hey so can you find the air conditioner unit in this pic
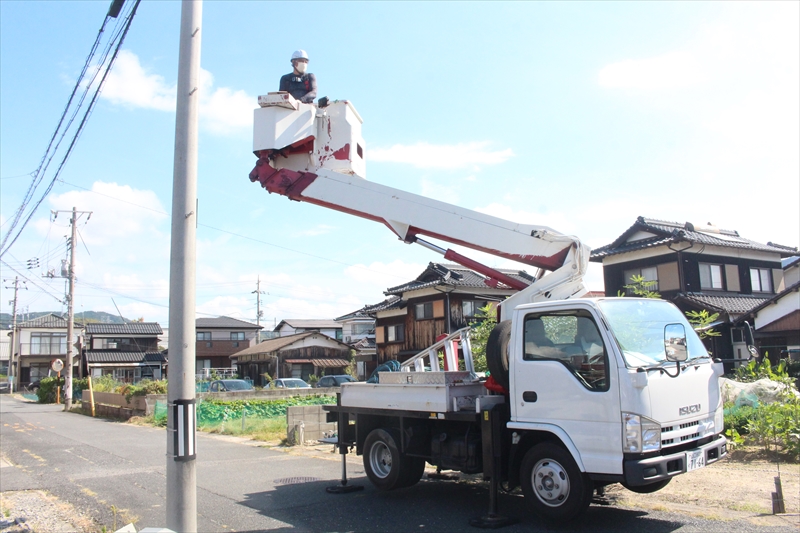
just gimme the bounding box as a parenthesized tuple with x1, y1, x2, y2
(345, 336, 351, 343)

────────────────────────────────────────

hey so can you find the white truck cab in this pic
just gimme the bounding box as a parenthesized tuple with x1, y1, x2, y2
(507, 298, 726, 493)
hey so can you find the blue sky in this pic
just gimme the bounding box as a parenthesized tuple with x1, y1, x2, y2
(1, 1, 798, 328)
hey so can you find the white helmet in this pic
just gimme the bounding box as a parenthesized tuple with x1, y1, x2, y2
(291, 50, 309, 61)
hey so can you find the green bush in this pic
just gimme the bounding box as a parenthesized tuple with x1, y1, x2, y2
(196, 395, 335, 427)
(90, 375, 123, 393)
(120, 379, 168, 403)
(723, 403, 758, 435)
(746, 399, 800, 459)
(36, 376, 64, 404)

────────────────────────────────────────

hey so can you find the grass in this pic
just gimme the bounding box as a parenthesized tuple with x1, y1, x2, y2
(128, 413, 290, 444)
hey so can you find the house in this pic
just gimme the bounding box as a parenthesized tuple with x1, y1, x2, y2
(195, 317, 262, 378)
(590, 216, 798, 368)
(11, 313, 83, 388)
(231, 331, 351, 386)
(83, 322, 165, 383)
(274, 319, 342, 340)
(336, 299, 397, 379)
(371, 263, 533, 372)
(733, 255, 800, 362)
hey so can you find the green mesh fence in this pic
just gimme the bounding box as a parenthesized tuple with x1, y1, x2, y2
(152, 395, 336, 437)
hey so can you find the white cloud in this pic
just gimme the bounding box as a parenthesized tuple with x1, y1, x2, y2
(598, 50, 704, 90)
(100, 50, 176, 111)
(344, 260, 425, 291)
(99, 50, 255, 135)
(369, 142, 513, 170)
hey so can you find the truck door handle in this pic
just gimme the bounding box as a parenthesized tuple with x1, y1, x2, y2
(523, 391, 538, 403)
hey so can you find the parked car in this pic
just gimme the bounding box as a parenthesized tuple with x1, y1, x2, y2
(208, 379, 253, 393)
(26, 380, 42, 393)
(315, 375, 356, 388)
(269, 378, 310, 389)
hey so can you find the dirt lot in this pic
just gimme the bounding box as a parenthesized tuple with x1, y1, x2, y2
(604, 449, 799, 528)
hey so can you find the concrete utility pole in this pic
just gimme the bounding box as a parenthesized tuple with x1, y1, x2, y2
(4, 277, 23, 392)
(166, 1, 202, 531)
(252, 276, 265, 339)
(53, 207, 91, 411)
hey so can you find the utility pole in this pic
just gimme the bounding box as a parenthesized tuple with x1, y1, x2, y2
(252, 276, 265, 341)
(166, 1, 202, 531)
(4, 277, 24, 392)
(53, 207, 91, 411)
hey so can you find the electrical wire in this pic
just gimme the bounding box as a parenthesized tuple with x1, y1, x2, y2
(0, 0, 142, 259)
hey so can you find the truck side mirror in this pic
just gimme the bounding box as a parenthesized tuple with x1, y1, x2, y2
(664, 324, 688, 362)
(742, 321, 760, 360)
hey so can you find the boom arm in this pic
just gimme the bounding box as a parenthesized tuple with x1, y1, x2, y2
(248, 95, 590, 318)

────────────────────────────────────────

● TASK OBJECTIVE:
Please find each line in the records above that holds the word "truck", and copy it.

● RESPONSE BELOW:
hey so can you find the white truck cab in this pic
hey so can you find the truck door handle in this pic
hey so can you find the truck side mirror in this pic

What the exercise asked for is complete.